과제 내용 - 아래 목록 전체에서 "white column"을(를) "white pillar"(으)로 바꾸어 수정하고, 나머지는 그대로 둔 채 다시 적으세요.

바운딩 박스 라벨링용 항목 -

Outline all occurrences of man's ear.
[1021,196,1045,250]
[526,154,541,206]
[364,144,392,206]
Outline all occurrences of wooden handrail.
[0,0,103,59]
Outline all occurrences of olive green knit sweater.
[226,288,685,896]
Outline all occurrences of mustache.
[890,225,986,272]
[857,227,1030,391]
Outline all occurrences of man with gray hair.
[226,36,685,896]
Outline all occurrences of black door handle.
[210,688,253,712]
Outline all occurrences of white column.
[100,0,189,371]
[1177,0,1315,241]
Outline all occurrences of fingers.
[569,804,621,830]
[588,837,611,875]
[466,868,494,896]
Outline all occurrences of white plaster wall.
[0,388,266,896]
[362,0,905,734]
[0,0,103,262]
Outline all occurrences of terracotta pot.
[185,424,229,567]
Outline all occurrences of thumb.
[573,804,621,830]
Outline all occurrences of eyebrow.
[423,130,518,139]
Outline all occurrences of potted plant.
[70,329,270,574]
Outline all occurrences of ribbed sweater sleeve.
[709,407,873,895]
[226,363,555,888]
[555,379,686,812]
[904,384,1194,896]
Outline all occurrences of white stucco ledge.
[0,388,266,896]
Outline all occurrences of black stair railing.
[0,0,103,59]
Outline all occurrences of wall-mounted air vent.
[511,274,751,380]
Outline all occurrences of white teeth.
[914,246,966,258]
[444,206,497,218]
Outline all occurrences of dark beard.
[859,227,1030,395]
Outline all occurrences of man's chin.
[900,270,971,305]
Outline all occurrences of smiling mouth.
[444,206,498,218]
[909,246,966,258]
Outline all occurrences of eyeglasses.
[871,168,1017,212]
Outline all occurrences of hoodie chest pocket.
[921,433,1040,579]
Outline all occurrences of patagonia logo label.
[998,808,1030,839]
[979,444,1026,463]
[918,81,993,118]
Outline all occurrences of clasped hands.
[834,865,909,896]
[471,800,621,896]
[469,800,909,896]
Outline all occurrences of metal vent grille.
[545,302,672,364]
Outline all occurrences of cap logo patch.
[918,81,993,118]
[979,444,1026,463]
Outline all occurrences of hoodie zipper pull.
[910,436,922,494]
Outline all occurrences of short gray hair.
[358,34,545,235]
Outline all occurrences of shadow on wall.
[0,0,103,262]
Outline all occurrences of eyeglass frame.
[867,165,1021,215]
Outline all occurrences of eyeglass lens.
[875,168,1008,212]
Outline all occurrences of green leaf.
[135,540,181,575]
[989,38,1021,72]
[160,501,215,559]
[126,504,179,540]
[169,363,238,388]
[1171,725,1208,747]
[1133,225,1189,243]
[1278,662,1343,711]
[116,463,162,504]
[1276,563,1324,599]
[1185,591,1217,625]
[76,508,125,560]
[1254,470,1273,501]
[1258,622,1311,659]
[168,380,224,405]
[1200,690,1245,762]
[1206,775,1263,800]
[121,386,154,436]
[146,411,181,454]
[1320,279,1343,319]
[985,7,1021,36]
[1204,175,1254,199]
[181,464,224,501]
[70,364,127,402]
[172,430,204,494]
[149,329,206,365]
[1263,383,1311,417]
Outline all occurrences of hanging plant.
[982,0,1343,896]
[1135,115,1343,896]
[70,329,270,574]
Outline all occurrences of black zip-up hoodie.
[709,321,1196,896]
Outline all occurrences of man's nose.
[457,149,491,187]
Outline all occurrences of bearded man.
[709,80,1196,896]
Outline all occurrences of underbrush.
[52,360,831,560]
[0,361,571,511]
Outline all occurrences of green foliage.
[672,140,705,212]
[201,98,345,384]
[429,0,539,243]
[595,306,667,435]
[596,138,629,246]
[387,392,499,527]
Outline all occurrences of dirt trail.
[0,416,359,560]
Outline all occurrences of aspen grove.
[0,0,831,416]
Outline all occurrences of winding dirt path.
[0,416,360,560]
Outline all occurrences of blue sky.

과제 풀이 -
Outline all occurrences of man's ear.
[1021,196,1045,250]
[526,154,541,206]
[364,144,392,206]
Outline all occurrences of wooden handrail.
[0,0,103,59]
Outline all occurrences of olive green knit sweater.
[226,288,685,896]
Outline all occurrences of mustache.
[890,225,986,272]
[857,227,1030,391]
Outline all occurrences of man with gray hair.
[226,36,685,896]
Outline all occurrences of black door handle.
[210,688,253,712]
Outline all occurrences of white pillar.
[100,0,189,371]
[1177,0,1315,241]
Outline all occurrences of fingers.
[569,804,621,830]
[588,837,611,875]
[466,868,494,896]
Outline all occurrences of white plaster wall.
[0,388,266,896]
[362,0,905,734]
[0,0,103,262]
Outline all occurrences of terracotta pot.
[185,424,229,567]
Outline all occurrences of thumb.
[573,804,621,830]
Outline all occurrences of eyebrow.
[423,130,518,139]
Outline all occurrences of potted plant.
[70,329,270,574]
Outline all occurrences of ribbed sweater sleeve.
[709,407,873,895]
[226,363,555,888]
[555,379,686,812]
[904,384,1194,896]
Outline all occurrences of white stucco ledge.
[0,388,266,896]
Outline all occurrences of black stair railing.
[0,0,103,59]
Outline all occurrences of wall-mounted air vent.
[511,274,751,380]
Outline all occurrences of white teeth.
[914,246,966,258]
[444,206,497,218]
Outline all occurrences of dark beard.
[859,227,1030,395]
Outline all occurrences of man's chin.
[900,270,971,305]
Outline all occurrences of smiling mouth.
[444,206,498,218]
[909,246,966,258]
Outline all occurrences of eyeglasses.
[871,168,1017,212]
Outline all occurrences of hoodie chest pocket.
[921,433,1040,579]
Outline all occurrences of patagonia logo label.
[998,808,1030,839]
[979,444,1026,463]
[918,81,993,118]
Outline all occurrences of clasped hands.
[834,865,909,896]
[471,800,621,896]
[469,800,909,896]
Outline all occurrences of metal vent grille.
[545,302,672,364]
Outline all occurrences of cap logo patch.
[918,81,993,118]
[979,444,1026,463]
Outline all occurrences of hoodie zipper pull.
[910,436,922,494]
Outline all occurrences of short gray hair.
[358,34,545,235]
Outline all occurrences of shadow on wall.
[0,0,103,262]
Outline all occurrences of eyeglass frame.
[867,165,1021,215]
Outline all occurrences of eyeglass lens.
[875,168,1008,212]
Outline all occurrences of green leaf.
[135,540,181,575]
[989,38,1021,72]
[160,501,215,559]
[126,504,179,540]
[169,363,238,388]
[1171,725,1208,747]
[1133,225,1189,243]
[1278,662,1343,711]
[116,463,162,504]
[1276,563,1324,599]
[1185,591,1217,625]
[76,508,125,560]
[1254,470,1273,501]
[1258,622,1311,659]
[168,380,224,405]
[1200,690,1245,762]
[1206,775,1263,800]
[121,386,154,436]
[146,411,181,454]
[1320,279,1343,319]
[985,7,1021,36]
[1204,175,1254,199]
[181,464,224,501]
[70,364,127,402]
[172,430,204,494]
[149,329,206,365]
[1263,383,1311,417]
Outline all occurrences of hanging plant.
[982,0,1343,896]
[1135,115,1343,896]
[70,329,270,574]
Outline all occurrences of black zip-up hoodie.
[709,321,1196,896]
Outline all occurrences of man's nose.
[457,149,491,187]
Outline all occurrences of bearded man.
[709,80,1196,896]
Outline all occurrences of underbrush.
[52,360,831,560]
[0,361,571,511]
Outline all occurrences of green foliage.
[672,140,705,212]
[201,98,345,384]
[429,0,539,243]
[595,306,667,435]
[596,138,629,246]
[387,392,499,527]
Outline all occurrences of dirt trail.
[0,416,359,560]
Outline all occurrences of aspen grove.
[0,0,831,416]
Outline all occurrences of winding dirt path.
[0,416,360,560]
Outline all occurrences of blue sky.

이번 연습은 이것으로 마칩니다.